*Fragmento de texto*.
DIOS RESUCITÓ A JESÚS DE ENTRE LOS MUERTOS
A
pesar del fracaso humano, desde su radical, brutal soledad, Jesús clamó la más
impresionante fórmula de fe desnuda: "Padre, a tus manos encomiendo mi
espíritu" (Lc 23,46). Moría, pues, esperando en Dios, esperanzado más
allá de cualquier posible esperanza y desesperanza. Fue entonces cuando el
Padre dijo la última palabra, la definitiva: un "sí" rotundo y
absoluto a la vida y a la predicación de Jesús. Jesús siempre había confiado
en Dios; tenía la conciencia de que, pasara lo que pasara, estaba en manos de
su Padre. Suceda lo que suceda, el "tercer día", está en manos de
Dios. Jesús contaba con que, antes de su muerte, en ella o después, su vida
sería renovada: "al tercer día", o sea, al final de todo, el Dios de
la salvación tendría la última palabra. Y así fue.

*Material proporcionado*.

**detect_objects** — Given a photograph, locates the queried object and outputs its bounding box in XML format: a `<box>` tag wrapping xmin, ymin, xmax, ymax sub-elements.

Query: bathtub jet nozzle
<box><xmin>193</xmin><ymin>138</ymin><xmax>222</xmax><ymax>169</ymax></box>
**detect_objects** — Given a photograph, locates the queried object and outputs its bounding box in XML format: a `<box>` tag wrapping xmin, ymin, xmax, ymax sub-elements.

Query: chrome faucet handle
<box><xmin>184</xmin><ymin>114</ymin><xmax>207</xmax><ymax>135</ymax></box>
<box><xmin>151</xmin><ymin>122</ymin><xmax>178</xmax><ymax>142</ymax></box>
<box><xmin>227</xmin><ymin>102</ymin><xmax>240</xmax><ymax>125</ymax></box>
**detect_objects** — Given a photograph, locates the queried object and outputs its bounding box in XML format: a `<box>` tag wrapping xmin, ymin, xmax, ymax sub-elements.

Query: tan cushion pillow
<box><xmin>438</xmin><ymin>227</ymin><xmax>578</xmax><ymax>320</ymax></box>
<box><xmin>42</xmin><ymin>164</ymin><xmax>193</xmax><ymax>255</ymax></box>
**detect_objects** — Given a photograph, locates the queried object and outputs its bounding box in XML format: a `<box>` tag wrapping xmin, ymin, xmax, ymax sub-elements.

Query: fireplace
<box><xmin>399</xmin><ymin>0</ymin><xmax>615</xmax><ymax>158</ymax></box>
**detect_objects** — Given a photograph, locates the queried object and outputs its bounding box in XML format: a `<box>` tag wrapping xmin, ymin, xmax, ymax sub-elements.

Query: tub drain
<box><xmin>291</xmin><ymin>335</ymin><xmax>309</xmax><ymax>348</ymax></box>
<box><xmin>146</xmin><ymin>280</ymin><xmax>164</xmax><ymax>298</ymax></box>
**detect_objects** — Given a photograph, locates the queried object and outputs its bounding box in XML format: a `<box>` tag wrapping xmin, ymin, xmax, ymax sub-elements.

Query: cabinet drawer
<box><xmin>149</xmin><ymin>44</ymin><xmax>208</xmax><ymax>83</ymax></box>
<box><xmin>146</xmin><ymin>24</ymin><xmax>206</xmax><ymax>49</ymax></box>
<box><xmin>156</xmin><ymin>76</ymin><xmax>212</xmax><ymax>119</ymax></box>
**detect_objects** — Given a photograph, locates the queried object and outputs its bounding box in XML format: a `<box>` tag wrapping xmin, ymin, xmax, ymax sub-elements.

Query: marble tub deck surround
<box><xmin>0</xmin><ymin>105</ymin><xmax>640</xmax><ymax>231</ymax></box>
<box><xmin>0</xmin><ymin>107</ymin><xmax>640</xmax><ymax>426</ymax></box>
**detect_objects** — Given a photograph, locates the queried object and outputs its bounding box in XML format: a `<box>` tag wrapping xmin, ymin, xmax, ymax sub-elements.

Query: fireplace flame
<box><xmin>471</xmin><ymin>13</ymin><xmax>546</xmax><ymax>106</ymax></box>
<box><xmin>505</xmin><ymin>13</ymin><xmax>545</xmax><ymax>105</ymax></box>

*Lo que se pide*.
• A. Extrae del texto sobre la resurrección de Jesús todo el pasaje que va desde "DIOS RESUCITÓ A" hasta "palabra. Y así fue.", sin alterar nada.
• B. Según el texto sobre la resurrección de Jesús, ¿cuál fue la última palabra, la definitiva, que dijo el Padre?
• C. Prosigue el texto sobre la resurrección de Jesús a partir de su última oración.

*Respuestas*.
• A.
DIOS RESUCITÓ A JESÚS DE ENTRE LOS MUERTOS
A
pesar del fracaso humano, desde su radical, brutal soledad, Jesús clamó la más
impresionante fórmula de fe desnuda: "Padre, a tus manos encomiendo mi
espíritu" (Lc 23,46). Moría, pues, esperando en Dios, esperanzado más
allá de cualquier posible esperanza y desesperanza. Fue entonces cuando el
Padre dijo la última palabra, la definitiva: un "sí" rotundo y
absoluto a la vida y a la predicación de Jesús. Jesús siempre había confiado
en Dios; tenía la conciencia de que, pasara lo que pasara, estaba en manos de
su Padre. Suceda lo que suceda, el "tercer día", está en manos de
Dios. Jesús contaba con que, antes de su muerte, en ella o después, su vida
sería renovada: "al tercer día", o sea, al final de todo, el Dios de
la salvación tendría la última palabra. Y así fue.

• B. Un "sí" rotundo y absoluto a la vida y a la predicación de Jesús.

• C.
La
muerte había puesto fin a la comunión de vida entre los discípulos y el Jesús
histórico. Los discípulos se desanimaron en extremo y en cierto modo
abandonaron al Maestro. Pero unos días después, ellos mismos anunciaron con
todo descaro, sin miedo, que Jesús había resucitado de entre los muertos: "Ustedes,
por manos de paganos, lo mataron en una cruz. Pero Dios lo resucitó rompiendo
las ataduras de la muerte" (Hch 2,23-24). "Mataron al autor de
la vida, pero Dios lo resucitó" (Hch 3,15).
Los
mismos apóstoles, antes temerosos, se ofrecen a sí mismos como testigos de
este hecho inaudito: "Lo mataron colgándolo de un madero, pero Dios lo
resucitó al tercer día, e hizo que se dejara ver, no de todo el pueblo, sino
de los testigos que él había designado, de nosotros, que hemos comido y bebido
con él después que resucitó de la muerte" (Hch 10,40-41). Hasta
hacen curaciones en nombre del Resucitado y lo justifican con toda claridad: "Quede
bien claro... que ha sido por obra de Jesús Mesías, el Nazareno, a quien
ustedes crucificaron y a quien Dios resucitó de la muerte" (Hch 4,10).
La
realidad de que Jesús está vivo llena a plenitud la vida de los primeros
cristianos. Son numerosas las manifestaciones de esta fe. Las encontramos con
frecuencia a lo largo de todo el Nuevo Testamento. Algunos de estos actos de fe
son anteriores a la misma redacción del Nuevo Testamento. Veamos algunos de
ellos.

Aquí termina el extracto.